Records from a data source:
** BEGIN **

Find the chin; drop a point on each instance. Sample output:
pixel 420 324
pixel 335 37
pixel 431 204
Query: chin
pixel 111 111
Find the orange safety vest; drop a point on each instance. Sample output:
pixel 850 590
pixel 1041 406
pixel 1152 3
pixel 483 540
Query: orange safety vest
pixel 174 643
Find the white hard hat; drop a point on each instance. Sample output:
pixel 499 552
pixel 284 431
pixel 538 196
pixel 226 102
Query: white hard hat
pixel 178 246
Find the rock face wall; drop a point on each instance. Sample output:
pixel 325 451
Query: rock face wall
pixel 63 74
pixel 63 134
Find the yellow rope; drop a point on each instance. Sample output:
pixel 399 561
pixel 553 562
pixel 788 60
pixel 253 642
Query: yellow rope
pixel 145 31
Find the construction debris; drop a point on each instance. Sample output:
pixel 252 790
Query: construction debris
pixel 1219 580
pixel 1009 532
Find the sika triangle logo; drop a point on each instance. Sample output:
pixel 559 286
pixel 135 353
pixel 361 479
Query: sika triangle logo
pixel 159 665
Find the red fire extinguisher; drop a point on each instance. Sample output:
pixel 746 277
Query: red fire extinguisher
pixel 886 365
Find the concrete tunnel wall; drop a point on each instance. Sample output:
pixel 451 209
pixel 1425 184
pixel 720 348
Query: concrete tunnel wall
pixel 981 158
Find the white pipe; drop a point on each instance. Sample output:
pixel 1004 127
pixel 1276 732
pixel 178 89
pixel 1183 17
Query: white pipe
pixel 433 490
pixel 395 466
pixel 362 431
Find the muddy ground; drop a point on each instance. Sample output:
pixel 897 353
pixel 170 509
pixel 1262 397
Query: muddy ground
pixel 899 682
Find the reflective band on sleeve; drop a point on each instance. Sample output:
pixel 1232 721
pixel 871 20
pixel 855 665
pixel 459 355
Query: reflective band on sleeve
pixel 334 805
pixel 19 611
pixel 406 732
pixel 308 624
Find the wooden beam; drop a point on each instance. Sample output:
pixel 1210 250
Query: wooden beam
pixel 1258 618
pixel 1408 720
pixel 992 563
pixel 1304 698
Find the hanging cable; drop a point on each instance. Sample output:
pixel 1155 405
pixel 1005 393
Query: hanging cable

** END **

**Instruction:** Rewrite all of the lines above, putting "place a marker" wherever "drop a point" appears and keeping everything else the same.

**Written solution:**
Find the chin; place a marker on each instance. Sample output:
pixel 420 324
pixel 335 37
pixel 431 204
Query: chin
pixel 111 111
Find the orange safety vest; place a marker on each instance. Sample output:
pixel 850 590
pixel 1041 406
pixel 1152 3
pixel 483 540
Query: orange safety vest
pixel 174 643
Find the white hard hat; place a marker on each instance. Sample output:
pixel 499 552
pixel 284 431
pixel 538 196
pixel 226 102
Query: white hard hat
pixel 178 246
Find the rock face wall; place a marker on each instance. Sample output:
pixel 325 451
Query: rock face wall
pixel 63 74
pixel 63 134
Find the yellow rope; place a marker on each instance. Sample output:
pixel 399 561
pixel 553 562
pixel 788 60
pixel 253 642
Query: yellow rope
pixel 145 31
Find the construction debris; place a marker on each instance. Sample output:
pixel 252 790
Query: construction debris
pixel 1219 580
pixel 1009 532
Find the sika triangle logo; place a marker on each instance. Sample output:
pixel 559 286
pixel 135 353
pixel 361 479
Query: sika triangle logo
pixel 159 665
Find the red fire extinguisher; place a marker on each instance. Sample output:
pixel 746 277
Query: red fire extinguisher
pixel 886 365
Find the concrete tunnel wall; place a marker on each instance. Sample output:
pixel 451 209
pixel 1425 184
pixel 720 348
Query: concrete tunnel wall
pixel 981 158
Find the white pipe; place a marker on each instance. Sample output:
pixel 1004 127
pixel 1276 732
pixel 178 89
pixel 1183 17
Query: white pipe
pixel 433 490
pixel 395 466
pixel 362 431
Find the muddy ground; place a marker on each instance. Sample output:
pixel 897 353
pixel 170 509
pixel 1262 397
Query: muddy ground
pixel 899 682
Find the reflective band on sleeve; place a marker on each instance. Sample output:
pixel 1232 721
pixel 871 20
pixel 855 665
pixel 459 355
Query: reflective band on sleeve
pixel 334 805
pixel 19 611
pixel 406 732
pixel 308 624
Find the wooden beam; place a marker on each instance. Sample output:
pixel 1210 250
Query: wooden beam
pixel 1258 618
pixel 1408 720
pixel 992 563
pixel 1304 698
Find the hanging cable; place a marker on each instance. Sample output:
pixel 1155 405
pixel 1005 393
Query: hanging cable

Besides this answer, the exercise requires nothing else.